[Stored dataset items]
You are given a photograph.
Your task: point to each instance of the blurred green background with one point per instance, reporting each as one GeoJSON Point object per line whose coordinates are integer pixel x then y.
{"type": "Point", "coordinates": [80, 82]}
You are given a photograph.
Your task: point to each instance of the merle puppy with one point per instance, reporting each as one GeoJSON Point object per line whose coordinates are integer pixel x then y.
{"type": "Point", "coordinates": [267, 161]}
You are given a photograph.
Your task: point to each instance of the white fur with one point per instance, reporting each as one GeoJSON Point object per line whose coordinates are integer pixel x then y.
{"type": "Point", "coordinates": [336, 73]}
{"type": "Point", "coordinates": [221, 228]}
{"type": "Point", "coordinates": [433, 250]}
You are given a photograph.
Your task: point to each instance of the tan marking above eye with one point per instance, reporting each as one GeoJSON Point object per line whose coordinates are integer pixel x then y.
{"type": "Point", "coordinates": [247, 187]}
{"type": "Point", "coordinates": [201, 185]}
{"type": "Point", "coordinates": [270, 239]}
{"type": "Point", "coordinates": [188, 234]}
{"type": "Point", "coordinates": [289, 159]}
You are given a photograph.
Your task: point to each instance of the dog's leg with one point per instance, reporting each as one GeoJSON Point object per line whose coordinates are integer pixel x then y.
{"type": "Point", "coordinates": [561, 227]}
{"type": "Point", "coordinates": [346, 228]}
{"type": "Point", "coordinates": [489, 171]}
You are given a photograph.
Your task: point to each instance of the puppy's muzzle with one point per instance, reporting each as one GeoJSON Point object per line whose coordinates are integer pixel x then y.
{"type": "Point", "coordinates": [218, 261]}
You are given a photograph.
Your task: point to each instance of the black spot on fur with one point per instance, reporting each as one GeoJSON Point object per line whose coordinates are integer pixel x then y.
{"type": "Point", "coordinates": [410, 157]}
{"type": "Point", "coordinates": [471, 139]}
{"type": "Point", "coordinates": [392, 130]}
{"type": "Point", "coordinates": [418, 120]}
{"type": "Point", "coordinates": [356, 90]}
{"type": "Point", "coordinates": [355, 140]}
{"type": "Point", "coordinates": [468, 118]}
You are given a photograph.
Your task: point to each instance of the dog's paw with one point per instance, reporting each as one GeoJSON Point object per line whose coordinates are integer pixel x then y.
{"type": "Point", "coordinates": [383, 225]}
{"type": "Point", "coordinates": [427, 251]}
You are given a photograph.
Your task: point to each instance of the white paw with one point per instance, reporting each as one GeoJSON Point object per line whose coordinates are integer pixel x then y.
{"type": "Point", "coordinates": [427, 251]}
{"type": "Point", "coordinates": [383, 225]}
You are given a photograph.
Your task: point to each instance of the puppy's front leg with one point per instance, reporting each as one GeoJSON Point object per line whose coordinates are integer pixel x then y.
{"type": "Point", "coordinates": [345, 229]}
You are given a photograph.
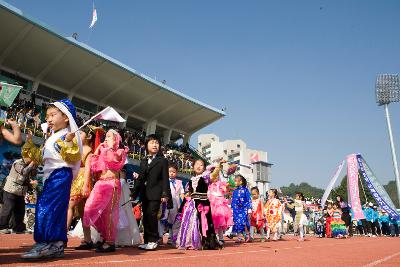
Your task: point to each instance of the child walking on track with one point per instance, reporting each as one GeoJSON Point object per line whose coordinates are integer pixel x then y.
{"type": "Point", "coordinates": [61, 156]}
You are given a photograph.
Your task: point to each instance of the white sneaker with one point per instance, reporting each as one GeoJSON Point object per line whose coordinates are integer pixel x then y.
{"type": "Point", "coordinates": [40, 251]}
{"type": "Point", "coordinates": [151, 246]}
{"type": "Point", "coordinates": [143, 246]}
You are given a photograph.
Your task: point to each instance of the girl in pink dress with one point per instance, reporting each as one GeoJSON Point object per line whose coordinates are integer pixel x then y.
{"type": "Point", "coordinates": [220, 211]}
{"type": "Point", "coordinates": [102, 206]}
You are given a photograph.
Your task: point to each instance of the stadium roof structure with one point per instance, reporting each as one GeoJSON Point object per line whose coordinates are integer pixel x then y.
{"type": "Point", "coordinates": [34, 51]}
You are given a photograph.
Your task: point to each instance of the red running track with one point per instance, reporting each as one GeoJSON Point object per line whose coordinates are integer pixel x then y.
{"type": "Point", "coordinates": [356, 251]}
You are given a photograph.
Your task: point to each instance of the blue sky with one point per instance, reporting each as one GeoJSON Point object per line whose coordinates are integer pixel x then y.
{"type": "Point", "coordinates": [297, 77]}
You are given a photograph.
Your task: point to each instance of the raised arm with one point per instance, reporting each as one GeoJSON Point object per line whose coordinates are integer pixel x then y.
{"type": "Point", "coordinates": [13, 136]}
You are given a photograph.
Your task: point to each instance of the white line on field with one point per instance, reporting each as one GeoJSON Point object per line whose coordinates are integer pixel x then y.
{"type": "Point", "coordinates": [374, 263]}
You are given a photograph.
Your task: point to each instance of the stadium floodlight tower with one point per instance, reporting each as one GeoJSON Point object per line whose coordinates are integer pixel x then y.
{"type": "Point", "coordinates": [387, 91]}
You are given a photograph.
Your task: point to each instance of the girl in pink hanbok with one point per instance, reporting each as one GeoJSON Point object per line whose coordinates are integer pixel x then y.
{"type": "Point", "coordinates": [102, 206]}
{"type": "Point", "coordinates": [220, 210]}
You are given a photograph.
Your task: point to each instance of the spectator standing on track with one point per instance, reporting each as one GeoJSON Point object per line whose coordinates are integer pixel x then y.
{"type": "Point", "coordinates": [394, 227]}
{"type": "Point", "coordinates": [369, 217]}
{"type": "Point", "coordinates": [375, 223]}
{"type": "Point", "coordinates": [15, 188]}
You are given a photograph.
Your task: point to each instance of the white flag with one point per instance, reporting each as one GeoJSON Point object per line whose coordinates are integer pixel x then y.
{"type": "Point", "coordinates": [94, 18]}
{"type": "Point", "coordinates": [109, 114]}
{"type": "Point", "coordinates": [44, 127]}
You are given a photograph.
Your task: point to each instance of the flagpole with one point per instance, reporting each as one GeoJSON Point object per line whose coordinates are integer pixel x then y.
{"type": "Point", "coordinates": [88, 121]}
{"type": "Point", "coordinates": [91, 28]}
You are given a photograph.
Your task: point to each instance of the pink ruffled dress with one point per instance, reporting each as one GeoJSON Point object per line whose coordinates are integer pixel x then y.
{"type": "Point", "coordinates": [102, 206]}
{"type": "Point", "coordinates": [220, 210]}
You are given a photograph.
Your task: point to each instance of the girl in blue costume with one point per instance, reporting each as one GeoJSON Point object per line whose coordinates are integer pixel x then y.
{"type": "Point", "coordinates": [242, 208]}
{"type": "Point", "coordinates": [61, 158]}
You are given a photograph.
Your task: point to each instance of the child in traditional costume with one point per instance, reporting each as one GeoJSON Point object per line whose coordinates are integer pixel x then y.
{"type": "Point", "coordinates": [300, 220]}
{"type": "Point", "coordinates": [80, 189]}
{"type": "Point", "coordinates": [328, 216]}
{"type": "Point", "coordinates": [167, 222]}
{"type": "Point", "coordinates": [273, 213]}
{"type": "Point", "coordinates": [197, 227]}
{"type": "Point", "coordinates": [102, 206]}
{"type": "Point", "coordinates": [220, 210]}
{"type": "Point", "coordinates": [241, 206]}
{"type": "Point", "coordinates": [61, 156]}
{"type": "Point", "coordinates": [257, 220]}
{"type": "Point", "coordinates": [338, 226]}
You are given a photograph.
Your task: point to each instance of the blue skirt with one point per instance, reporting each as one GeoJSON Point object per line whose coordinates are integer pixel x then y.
{"type": "Point", "coordinates": [52, 207]}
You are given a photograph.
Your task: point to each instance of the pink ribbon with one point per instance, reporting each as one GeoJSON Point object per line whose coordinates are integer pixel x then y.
{"type": "Point", "coordinates": [204, 225]}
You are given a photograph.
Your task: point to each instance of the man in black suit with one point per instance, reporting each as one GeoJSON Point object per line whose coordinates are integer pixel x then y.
{"type": "Point", "coordinates": [152, 184]}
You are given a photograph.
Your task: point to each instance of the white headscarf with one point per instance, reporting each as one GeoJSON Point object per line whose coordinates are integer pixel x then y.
{"type": "Point", "coordinates": [72, 128]}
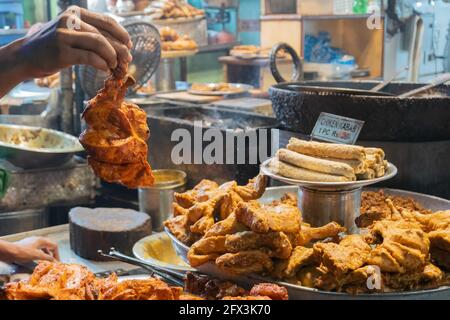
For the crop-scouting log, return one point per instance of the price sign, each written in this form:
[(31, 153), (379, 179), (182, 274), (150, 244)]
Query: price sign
[(333, 128)]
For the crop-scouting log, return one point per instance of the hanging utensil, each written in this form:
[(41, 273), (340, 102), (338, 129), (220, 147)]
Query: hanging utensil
[(385, 83), (438, 81)]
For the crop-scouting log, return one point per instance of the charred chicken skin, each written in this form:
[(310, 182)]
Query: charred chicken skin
[(116, 134)]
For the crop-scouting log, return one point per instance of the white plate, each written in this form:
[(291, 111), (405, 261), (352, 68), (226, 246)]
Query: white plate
[(142, 250), (244, 88), (301, 292), (391, 171)]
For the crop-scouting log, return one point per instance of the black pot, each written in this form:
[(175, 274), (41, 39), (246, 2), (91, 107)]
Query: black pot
[(387, 118)]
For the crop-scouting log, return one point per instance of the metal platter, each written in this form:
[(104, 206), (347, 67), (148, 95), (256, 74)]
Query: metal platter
[(240, 89), (391, 171), (158, 250), (301, 292)]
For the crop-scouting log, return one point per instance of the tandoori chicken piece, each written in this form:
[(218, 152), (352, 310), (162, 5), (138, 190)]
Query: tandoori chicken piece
[(143, 289), (404, 247), (55, 281), (116, 134), (270, 290), (350, 254), (245, 262), (300, 257), (208, 203), (276, 243), (229, 225), (206, 249), (308, 234), (265, 218)]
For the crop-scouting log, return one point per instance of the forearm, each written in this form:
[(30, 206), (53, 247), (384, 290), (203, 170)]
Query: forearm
[(12, 70), (7, 251)]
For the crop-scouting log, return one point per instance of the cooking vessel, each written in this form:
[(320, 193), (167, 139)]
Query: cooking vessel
[(387, 118)]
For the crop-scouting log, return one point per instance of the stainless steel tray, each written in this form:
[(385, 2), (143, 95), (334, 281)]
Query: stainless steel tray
[(300, 292)]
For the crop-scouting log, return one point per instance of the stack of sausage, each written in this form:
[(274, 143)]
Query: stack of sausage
[(328, 162)]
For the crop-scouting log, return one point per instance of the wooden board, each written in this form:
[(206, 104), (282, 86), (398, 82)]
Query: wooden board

## YOUR ASSIGNMENT:
Pull out every line above that holds the word "wooden".

## OUTPUT FOR THIS EXERCISE:
For the crop-scouting log, return one point per instance of the wooden board, each written in this form:
Query: wooden board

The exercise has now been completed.